- [WHAT TO PRODUCE]: The whole listing below is to be copied exactly, with every picture left out.

- [PROVIDED ENTRIES]:
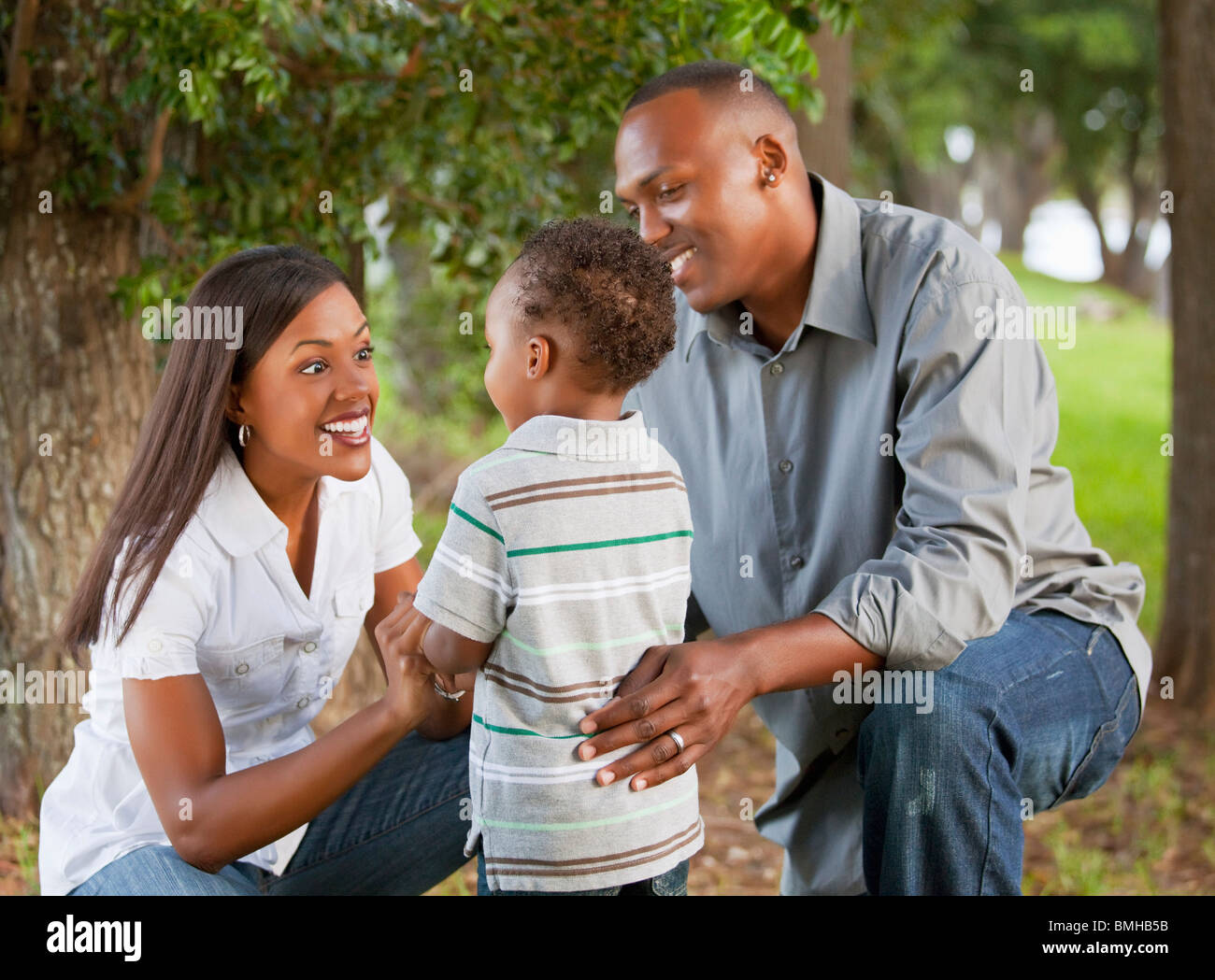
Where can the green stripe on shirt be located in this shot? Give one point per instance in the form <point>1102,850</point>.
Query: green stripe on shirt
<point>584,546</point>
<point>501,730</point>
<point>582,825</point>
<point>475,522</point>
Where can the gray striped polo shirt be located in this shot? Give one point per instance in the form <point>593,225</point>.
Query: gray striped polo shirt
<point>569,549</point>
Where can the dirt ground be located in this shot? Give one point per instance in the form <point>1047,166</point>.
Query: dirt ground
<point>1151,830</point>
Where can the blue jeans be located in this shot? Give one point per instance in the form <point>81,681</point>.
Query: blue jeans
<point>1023,720</point>
<point>395,832</point>
<point>673,882</point>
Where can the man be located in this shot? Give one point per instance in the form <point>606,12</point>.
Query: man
<point>866,454</point>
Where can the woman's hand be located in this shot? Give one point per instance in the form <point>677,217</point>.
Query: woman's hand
<point>409,696</point>
<point>696,689</point>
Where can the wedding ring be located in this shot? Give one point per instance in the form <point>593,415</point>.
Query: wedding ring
<point>450,695</point>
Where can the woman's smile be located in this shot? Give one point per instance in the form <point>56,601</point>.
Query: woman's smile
<point>351,428</point>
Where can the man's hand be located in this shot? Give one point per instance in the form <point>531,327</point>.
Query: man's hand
<point>696,689</point>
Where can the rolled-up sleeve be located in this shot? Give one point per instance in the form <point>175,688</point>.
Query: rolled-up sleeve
<point>964,444</point>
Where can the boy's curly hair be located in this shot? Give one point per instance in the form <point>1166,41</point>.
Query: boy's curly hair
<point>608,290</point>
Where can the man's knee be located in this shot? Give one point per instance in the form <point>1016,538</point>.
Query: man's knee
<point>931,730</point>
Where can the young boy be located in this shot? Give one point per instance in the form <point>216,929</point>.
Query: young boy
<point>565,556</point>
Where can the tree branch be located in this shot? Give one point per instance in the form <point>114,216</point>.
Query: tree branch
<point>130,202</point>
<point>17,89</point>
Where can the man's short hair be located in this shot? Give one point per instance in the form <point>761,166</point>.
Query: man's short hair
<point>716,81</point>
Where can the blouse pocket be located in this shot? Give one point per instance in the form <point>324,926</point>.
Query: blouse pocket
<point>351,600</point>
<point>355,598</point>
<point>244,676</point>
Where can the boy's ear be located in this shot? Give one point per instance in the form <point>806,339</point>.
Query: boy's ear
<point>232,409</point>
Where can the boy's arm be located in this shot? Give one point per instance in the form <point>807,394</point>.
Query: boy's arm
<point>452,653</point>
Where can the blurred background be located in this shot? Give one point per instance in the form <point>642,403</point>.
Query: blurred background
<point>417,145</point>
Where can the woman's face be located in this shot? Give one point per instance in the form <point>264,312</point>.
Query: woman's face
<point>310,400</point>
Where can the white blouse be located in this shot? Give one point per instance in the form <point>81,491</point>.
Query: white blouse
<point>227,606</point>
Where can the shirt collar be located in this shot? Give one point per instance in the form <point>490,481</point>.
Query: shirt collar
<point>836,302</point>
<point>582,438</point>
<point>237,517</point>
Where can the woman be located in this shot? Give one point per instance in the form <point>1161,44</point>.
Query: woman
<point>260,526</point>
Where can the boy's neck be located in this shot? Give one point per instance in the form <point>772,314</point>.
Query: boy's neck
<point>583,405</point>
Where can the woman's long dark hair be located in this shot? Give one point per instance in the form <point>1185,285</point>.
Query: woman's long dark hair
<point>182,437</point>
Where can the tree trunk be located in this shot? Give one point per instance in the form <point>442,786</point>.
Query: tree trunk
<point>1186,648</point>
<point>826,145</point>
<point>76,381</point>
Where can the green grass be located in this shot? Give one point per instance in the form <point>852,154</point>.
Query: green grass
<point>1114,396</point>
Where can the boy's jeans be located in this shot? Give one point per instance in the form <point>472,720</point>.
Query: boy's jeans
<point>395,832</point>
<point>1025,719</point>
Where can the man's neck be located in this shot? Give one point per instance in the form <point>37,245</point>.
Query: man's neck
<point>778,305</point>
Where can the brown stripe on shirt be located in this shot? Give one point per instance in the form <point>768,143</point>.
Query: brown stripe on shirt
<point>493,668</point>
<point>581,481</point>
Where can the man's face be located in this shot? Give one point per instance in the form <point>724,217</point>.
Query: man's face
<point>692,181</point>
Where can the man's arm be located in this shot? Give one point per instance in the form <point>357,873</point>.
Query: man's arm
<point>948,575</point>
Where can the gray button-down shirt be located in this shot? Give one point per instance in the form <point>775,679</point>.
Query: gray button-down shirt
<point>888,468</point>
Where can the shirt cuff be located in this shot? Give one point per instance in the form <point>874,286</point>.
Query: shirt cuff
<point>885,618</point>
<point>453,620</point>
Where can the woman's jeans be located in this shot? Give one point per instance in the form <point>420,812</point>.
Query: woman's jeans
<point>395,832</point>
<point>1027,719</point>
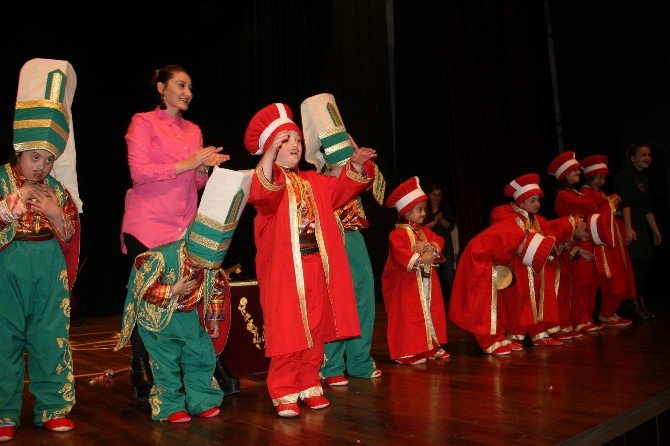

- [WRITTEN RESPONSE]:
Where can the green stripe on shirt be located in this shot? Give one point per instance in the form <point>1102,850</point>.
Query: green stripe on shirt
<point>584,546</point>
<point>501,730</point>
<point>582,825</point>
<point>475,522</point>
Where can the gray striped polo shirt be located in this shot? Give one point per instance in the form <point>593,225</point>.
Query: gray striped polo shirt
<point>569,549</point>
Where can the dirt ground be located in this shot? Give one point per instance in the form <point>1047,166</point>.
Query: dirt ground
<point>1151,830</point>
Where can the blue jeans be located in this shot? Give one point per instance in the form <point>81,681</point>.
Query: blue jeans
<point>1023,720</point>
<point>395,832</point>
<point>673,882</point>
Where can the man be located in this shot? Give one point per instance in the form <point>606,12</point>.
Query: man
<point>866,454</point>
Where can the woman's hand be located in this shot? Give one point per instance in the form <point>677,217</point>.
Query: woman's hand
<point>409,696</point>
<point>696,689</point>
Where can the wedding ring be located in this shot? Give one point per instance in the form <point>593,415</point>.
Query: wedding ring
<point>450,695</point>
Where can the woman's smile be located in this shot? Give one point per instance in the form <point>56,601</point>.
Query: woman's smile
<point>351,428</point>
Where can the man's hand be located in this shot? Give one point per instance in the form <point>531,327</point>.
Query: man's hand
<point>696,689</point>
Where can the rolled-up sleeve be located in this shot? Give one point per instance in the form <point>175,688</point>.
Query: rolled-up sleeve
<point>964,444</point>
Where can the boy's curly hair be located in this shot? Give one point per instance in the form <point>1166,41</point>.
Query: boy's curly hair
<point>608,290</point>
Where can the man's knee be located in this shot? Give one point per instance in the form <point>1016,538</point>.
Query: man's knee
<point>931,730</point>
Where can the young boy be located in this shot? Give one point per instance in the form <point>216,929</point>.
Query: young boy
<point>565,556</point>
Where can the tree branch be located in this shot? Give one point per instance in the form <point>114,216</point>.
Query: tree branch
<point>130,202</point>
<point>17,89</point>
Where can the man's short hair be located in this shot? Give one point per instance in the form <point>761,166</point>.
Query: man's short hair
<point>716,81</point>
Where can the blouse pocket be located in this shot? Give one point per instance in the form <point>324,926</point>.
Query: blouse pocket
<point>351,600</point>
<point>355,598</point>
<point>244,676</point>
Where can the boy's ear be located in this shot? Give one point per instance in the form <point>806,339</point>.
Query: boy's ear
<point>232,409</point>
Where can the boy's arm be located in this shot? Give one point per instance in the form <point>807,394</point>.
Query: boy's arm
<point>452,653</point>
Where can the blurred background be located in this shot? Give one point per instance in the form <point>642,403</point>.
Query: blurred background
<point>417,145</point>
Where can the woman's face be located in this shot? Give one point per instance in the form <point>264,312</point>.
Query: woman's face
<point>310,400</point>
Where can the white blouse be located in this shot? Give one point per instance in the form <point>81,491</point>.
Query: white blouse
<point>227,606</point>
Where can the shirt collar be located in this shot? Give one point per instance in the form <point>490,481</point>.
Query: shirt collar
<point>836,302</point>
<point>582,438</point>
<point>237,517</point>
Where can the woman be located in this shot? Give one point per instance in the form <point>1161,44</point>.
Query: woman
<point>260,526</point>
Where can the boy's neck be located in this shot? Give one point per instance in the form <point>772,314</point>.
Query: boy's neck
<point>583,405</point>
Where can the woman's long dark hair be located in this shot? Give one point per instance in the form <point>1185,285</point>.
Query: woman's long dark hair
<point>182,437</point>
Where can the tree trunk be located in this shot? Give one point per instance in the form <point>442,786</point>.
Query: tree trunk
<point>1186,648</point>
<point>826,145</point>
<point>76,381</point>
Where can the green grass be located in this shot? Give one point per instance in the form <point>852,154</point>.
Query: green grass
<point>1114,396</point>
Where can the boy's jeans be located in this shot? Give one point per instance in the form <point>472,720</point>.
Query: boy's jeans
<point>395,832</point>
<point>1025,719</point>
Where can the man's neck be located in this shot? Give one point per instance in the form <point>37,245</point>.
Query: man's neck
<point>778,305</point>
Where can the brown stripe on shirt be located in this shot? Give one point per instance in the form <point>768,143</point>.
Query: brown stripe on shirt
<point>493,668</point>
<point>581,481</point>
Where can the man's face be located in this shot? Give one point per instance in the form <point>724,217</point>.
Query: man's face
<point>692,181</point>
Where can the man's arm be located in this shot? Give one point per instance in the form <point>357,873</point>.
Query: man's arm
<point>948,575</point>
Where can the gray button-down shirt be located in this shot? Give one point per instance in the form <point>775,679</point>.
Query: gray button-down shirt
<point>888,468</point>
Where can the shirt cuff be located in this shot? Give one point per instance in the form <point>874,286</point>.
Query: shirt cuff
<point>885,618</point>
<point>453,620</point>
Where can the woman's jeans be located in this shot? Give one point per instance in the form <point>420,812</point>.
Query: woman's jeans
<point>395,832</point>
<point>1027,719</point>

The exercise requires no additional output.